## Set tasks:
1. Please rewrite the Flink setup post starting at "Basically, these commands" and ending at "throughout the tutorial.", with "tutorial" changed to "guide".
2. Write the next part of the Flink setup post, picking up right after its final sentence.

Running Apache Flink on Windows

Pritam Pathak
6 min readMar 14, 2023

--

To give a bit of context to why this blog exists in the first place,

If you’re new to Flink, it's probably a good idea to set up a standalone cluster locally in your machine and submit jobs to it so you can get a flavor of how Flink works.

While trying to do this, I’ve run into multiple issues while setting up the environment in windows and found most of the blogs and tutorials are primarily executing the local demos on ubuntu. Also, Flink’s newer version has deprecated windows executables and there are quite a few bugs you’ll run into if you plan to get it done on windows.

So, in this tutorial, I’ve tried to cover everything you’d need to do in order to spin up a Flink standalone cluster locally on windows.

1. Prerequisites

There are a couple of things that you need before installing Flink. First of all, ensure jdk is installed in your system. Open up the command prompt and execute

$ java -version
java version "1.8.0_202"
Java(TM) SE Runtime Environment (build 1.8.0_202-b08)
Java HotSpot(TM) 64-Bit Server VM (build 25.202-b08, mixed mode)

If you don’t have java installed in your system, you can download it from here.

Please note that Apache Flink supports both java 8 and 11. If you are starting out afresh, then the recommendation from Flink is to use java 11 since 8 is deprecated. The devs are working on integrating java 17 and is expected to be supported in the newer releases. For the purpose of this tutorial, I’ll be using java 8 to be compatible with older systems.

Once java is up and running, you’d need to install cygwin to mock UNIX commands. As of Flink 1.15, the devs have removed support for windows, so cygwin helps us with emulating linux commands. This part can be replaced with WSL as well.

In the setup tool, ensure mintty (linux emulator) and netcat (write to network) are installed. Netcat isn’t added by default so it needs to be added explicitly. This will be needed for the demo in the later section.

Post installing, navigate Cygwin folder. Locate .bash_profile in the home directory (Typically, it’ll be in C://cygwin-64/home if the installation path is unaltered). Append these two lines at the end of the file and save it.

export SHELLOPTS
set -o igncr

Basically, these commands are added to make sure, 1. Cygwin can flow the command line arguments correctly to all the child processes and 2. the carriage return behaves normally while executing a command.

2. Install Apache Flink

Get the latest Flink distribution from here. The latest version available as of this blog is 1.16 and I’ll be using this throughout the tutorial.

Unpack the tar file using any file archival tool (winRAR, 7-zip, etc).

The unpacked files should look like this:

To briefly explain the folder hierarchy of this.

## Data:
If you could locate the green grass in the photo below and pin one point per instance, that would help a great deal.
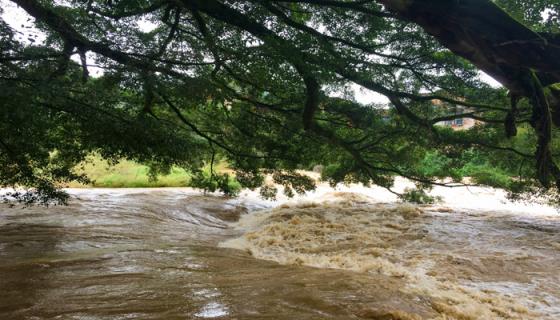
(127, 174)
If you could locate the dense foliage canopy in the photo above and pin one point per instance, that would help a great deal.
(266, 86)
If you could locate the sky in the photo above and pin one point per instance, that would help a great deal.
(19, 20)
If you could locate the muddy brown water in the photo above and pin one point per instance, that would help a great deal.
(160, 254)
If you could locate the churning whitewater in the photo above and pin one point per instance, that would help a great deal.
(350, 253)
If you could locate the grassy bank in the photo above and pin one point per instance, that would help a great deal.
(127, 174)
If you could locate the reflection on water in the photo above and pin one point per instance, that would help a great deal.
(160, 254)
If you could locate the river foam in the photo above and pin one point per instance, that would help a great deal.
(465, 264)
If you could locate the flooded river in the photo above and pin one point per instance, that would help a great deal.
(347, 254)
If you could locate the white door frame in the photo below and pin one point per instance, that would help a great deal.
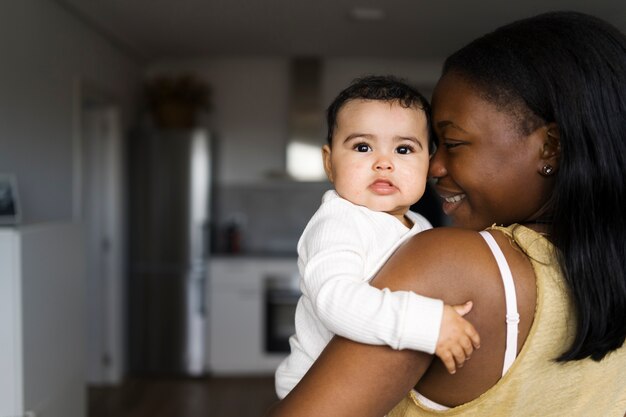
(98, 205)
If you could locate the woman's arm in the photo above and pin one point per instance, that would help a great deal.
(351, 379)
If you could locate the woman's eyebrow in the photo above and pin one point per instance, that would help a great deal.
(448, 123)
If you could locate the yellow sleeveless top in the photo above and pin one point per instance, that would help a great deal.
(536, 385)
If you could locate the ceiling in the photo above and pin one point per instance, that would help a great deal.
(158, 30)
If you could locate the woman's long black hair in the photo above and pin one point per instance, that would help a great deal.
(570, 69)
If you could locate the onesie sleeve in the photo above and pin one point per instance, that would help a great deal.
(332, 252)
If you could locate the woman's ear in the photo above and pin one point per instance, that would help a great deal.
(550, 151)
(328, 165)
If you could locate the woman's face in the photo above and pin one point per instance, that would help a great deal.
(486, 170)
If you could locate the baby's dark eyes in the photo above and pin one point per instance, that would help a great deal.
(404, 150)
(362, 147)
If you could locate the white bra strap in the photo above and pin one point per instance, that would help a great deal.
(512, 316)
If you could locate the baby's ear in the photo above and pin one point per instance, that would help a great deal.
(328, 165)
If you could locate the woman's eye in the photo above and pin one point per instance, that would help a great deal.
(362, 147)
(404, 150)
(450, 145)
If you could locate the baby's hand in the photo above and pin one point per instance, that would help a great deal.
(457, 337)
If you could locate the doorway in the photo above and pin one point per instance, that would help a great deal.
(99, 207)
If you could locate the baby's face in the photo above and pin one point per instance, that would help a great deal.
(379, 155)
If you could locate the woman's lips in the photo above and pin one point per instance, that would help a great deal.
(383, 187)
(451, 201)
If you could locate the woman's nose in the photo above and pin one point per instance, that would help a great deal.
(437, 168)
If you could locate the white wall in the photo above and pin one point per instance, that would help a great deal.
(251, 98)
(44, 50)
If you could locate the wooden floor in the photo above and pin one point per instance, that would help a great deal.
(206, 397)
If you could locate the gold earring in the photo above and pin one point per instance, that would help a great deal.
(547, 170)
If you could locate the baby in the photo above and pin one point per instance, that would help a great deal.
(377, 159)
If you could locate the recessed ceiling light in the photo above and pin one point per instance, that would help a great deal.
(366, 14)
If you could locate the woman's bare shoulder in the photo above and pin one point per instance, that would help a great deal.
(442, 263)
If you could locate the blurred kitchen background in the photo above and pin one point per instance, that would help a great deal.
(165, 159)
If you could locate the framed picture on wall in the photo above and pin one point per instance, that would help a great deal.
(9, 204)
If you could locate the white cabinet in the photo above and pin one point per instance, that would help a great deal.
(42, 340)
(236, 301)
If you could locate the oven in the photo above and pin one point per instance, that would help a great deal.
(280, 298)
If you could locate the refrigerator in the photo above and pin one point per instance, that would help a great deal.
(170, 174)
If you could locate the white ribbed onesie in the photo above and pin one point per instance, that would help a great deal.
(340, 250)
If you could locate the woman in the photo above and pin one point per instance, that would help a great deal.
(531, 126)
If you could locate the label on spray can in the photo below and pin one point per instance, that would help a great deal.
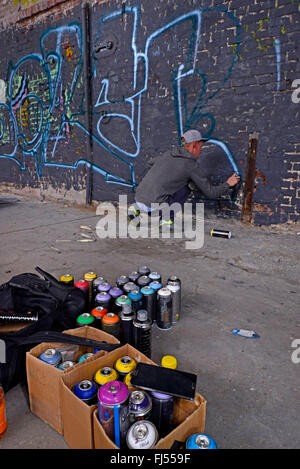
(105, 375)
(140, 405)
(124, 365)
(51, 357)
(164, 309)
(113, 411)
(175, 289)
(142, 435)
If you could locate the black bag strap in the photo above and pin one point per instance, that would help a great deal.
(52, 336)
(32, 291)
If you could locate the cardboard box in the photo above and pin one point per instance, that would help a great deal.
(44, 381)
(189, 418)
(78, 416)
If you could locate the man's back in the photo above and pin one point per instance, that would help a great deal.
(170, 172)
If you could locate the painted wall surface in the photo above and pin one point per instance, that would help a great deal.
(158, 68)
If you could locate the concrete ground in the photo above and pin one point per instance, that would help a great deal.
(250, 281)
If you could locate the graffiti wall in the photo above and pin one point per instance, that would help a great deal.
(156, 69)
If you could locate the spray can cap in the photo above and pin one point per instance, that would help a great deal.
(142, 315)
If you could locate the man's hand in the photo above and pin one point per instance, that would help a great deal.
(233, 180)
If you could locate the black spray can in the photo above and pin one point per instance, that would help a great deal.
(137, 301)
(134, 276)
(143, 280)
(155, 276)
(156, 285)
(96, 284)
(162, 412)
(121, 281)
(128, 287)
(126, 317)
(164, 309)
(149, 301)
(175, 288)
(144, 270)
(142, 333)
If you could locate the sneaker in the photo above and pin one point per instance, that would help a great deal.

## Expected answers:
1.
Basically, these commands are added to make sure, 1. Cygwin can flow the command line arguments correctly to all the child processes and 2. the carriage return behaves normally while executing a command.

2. Install Apache Flink

Get the latest Flink distribution from here. The latest version available as of this blog is 1.16 and I’ll be using this throughout the guide.

2.
  • bin: This has all the bash scripts to start cluster and task manager.
  • conf: This contains the default configurations which can be updated to suit our needs.
  • examples: Sample executable jars to test out standard use cases. The source code of these can be found here.
  • lib: The core executables of Flink are available here.
  • log: During a session, the cluster and task managers' logs are dumped here. This is very useful to debug runtime issues.
  • plugins: External plugins for monitoring the system.
  • opt: Additional libraries that are part of Flink’s ecosystem.

Important!

One tweak to the default config is needed to ensure the Flink processes can execute as expected. Open flink-conf.yaml file under conf in any editor of your choice and append the following line to the end of file.

# localhostLogs can be replaced with any other name of your choice.
taskmanager.resource-id: localhostLogs

This instructs Flink to create a temp folder under Cygwin with this name for maintaining its state logs while it spins up a cluster.

This addresses an existing issue with Flink where the default name contains a colon which is an acceptable naming convention for folders in UNIX but not in Windows. If you’re interested in reading further about this issue, you can check this mail thread.

3. Starting Flink cluster locally

Now we are all set to start a Flink cluster locally (on windows). Open up Cygwin, navigate to unzipped Flink folder, and execute the following command.

$./bin/start-cluster.sh

Now, if everything goes well, you should be able to see 2 Flink processes on checking the list of active java processes.

One of them is the standalone cluster that’s executing locally in your system and the second process is a task manager which allocates and de-allocates resources (task slots) to jobs.

You can also open up the Flink dashboard on localhost:8081.

If there are any issues you’re facing here, you can open up the log files under the log folder to debug further.

4. Executing a demo streaming application

We’ll take the traditional word count problem and see how that works in Flink in a streaming fashion.

To explain the problem statement in brief:

We’ll read inputs of words in a streaming fashion.

Apply a filter: words only starting with S.

Count the number of occurrences of the words so far.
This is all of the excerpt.